==== Quoted passage

With the metal finally removed, Lofton learned that his body could in time detox the cobalt from his blood – but not from his brain.  

The operation solved one problem but cased another one. The insertion of the new ball and socket made Lofton more than an inch taller on his left side. He called it “a detail the surgeon failed to mention.” Lofton said, “I’m the only 72-year-old that grew and inch and a half after he turned 72.” 

However, for a while, he wasn’t aware of the new problem. And he was determined to resume normal activities. He saw improvement in his health and decided he was able to drive once again, although he was a wee bit guarded about it. He was ready to rock for the 2020 season. He still was experiencing problems with his vision, hearing, balance, and fatigue, but he was happy to be back at doing what he loved.

========
==== Entries provided

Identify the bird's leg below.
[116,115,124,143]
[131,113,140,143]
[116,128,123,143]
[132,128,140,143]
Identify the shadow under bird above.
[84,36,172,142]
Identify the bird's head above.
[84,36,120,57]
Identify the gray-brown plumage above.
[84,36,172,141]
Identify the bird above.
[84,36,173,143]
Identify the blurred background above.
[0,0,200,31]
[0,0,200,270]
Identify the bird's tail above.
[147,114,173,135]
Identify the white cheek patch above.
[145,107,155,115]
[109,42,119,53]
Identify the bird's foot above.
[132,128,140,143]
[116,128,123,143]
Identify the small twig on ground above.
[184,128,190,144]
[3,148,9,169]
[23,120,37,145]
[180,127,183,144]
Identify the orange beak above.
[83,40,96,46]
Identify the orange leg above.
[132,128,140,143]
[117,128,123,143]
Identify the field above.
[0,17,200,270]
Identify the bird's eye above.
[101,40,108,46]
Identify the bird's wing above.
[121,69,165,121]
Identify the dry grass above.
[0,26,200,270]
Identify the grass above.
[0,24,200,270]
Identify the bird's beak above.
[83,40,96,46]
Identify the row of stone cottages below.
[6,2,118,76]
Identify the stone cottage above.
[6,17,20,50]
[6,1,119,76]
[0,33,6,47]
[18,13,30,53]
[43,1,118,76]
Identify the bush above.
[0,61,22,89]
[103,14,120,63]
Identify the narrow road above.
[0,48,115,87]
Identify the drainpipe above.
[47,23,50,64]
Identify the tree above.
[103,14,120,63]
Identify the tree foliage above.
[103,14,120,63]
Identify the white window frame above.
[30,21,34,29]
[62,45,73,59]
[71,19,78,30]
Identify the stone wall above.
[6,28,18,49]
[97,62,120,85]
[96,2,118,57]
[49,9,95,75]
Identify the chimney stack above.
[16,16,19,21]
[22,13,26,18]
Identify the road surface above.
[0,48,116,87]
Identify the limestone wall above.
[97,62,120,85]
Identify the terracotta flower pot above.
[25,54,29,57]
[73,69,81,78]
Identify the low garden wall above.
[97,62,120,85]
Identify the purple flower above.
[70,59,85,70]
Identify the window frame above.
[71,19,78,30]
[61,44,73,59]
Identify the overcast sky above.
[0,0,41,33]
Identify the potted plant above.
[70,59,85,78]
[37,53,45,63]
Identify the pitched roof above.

========

*Brief 1*
Condense the paragraph of the passage about Lofton's recovery that begins "However, for a while" into a short bulleted list, keeping its main facts.
*Brief 2*
Extend the passage about Lofton's recovery with the next few sentences, picking up after its final line.

*Exercise result 1*
- For a while, Lofton was unaware of the new problem.
- Determined to resume normal activities, he saw his health improve.
- He decided he could drive again, though somewhat cautiously.
- He was ready for the 2020 season.
- Problems with vision, hearing, balance, and fatigue remained, but he was happy to be back doing what he loved.

*Exercise result 2*
By the time the Gatornationals rolled around in March, Lofton was sponsoring 13 teams, and he was orchestrating an impressive group photo there the day before the event started. That’s when the COVID-19 pandemic socked the sports world – the entire world – and the NHRA called off the race and entered a four-months-long hiatus. 

When a new, adjusted schedule came out, Lofton was at every race. But in the middle of the season, he began using a cane. Because he wasn’t aware that he was an inch taller on his left side, he – by his description – “crushed” his right knee. He made it through the season with the help of the cane but had to schedule a knee replacement.  

Lofton asked the surgeon if the knee surgery could give him back some of the height. The answer was no. Not only that, but Lofton lost another half-inch through that surgery, making him one-and-a-half inches taller on his left side. Built-up shoes only exacerbated the problem. So now, following the conclusion of the 2021 racing season, he will undergo hip-replacement surgery on his right hip and add the inch and a half back.  

“Stretching muscles, et c., will require a good bit of rehab and adjustment,” he said. “So that’s the reason I’m taking a step back.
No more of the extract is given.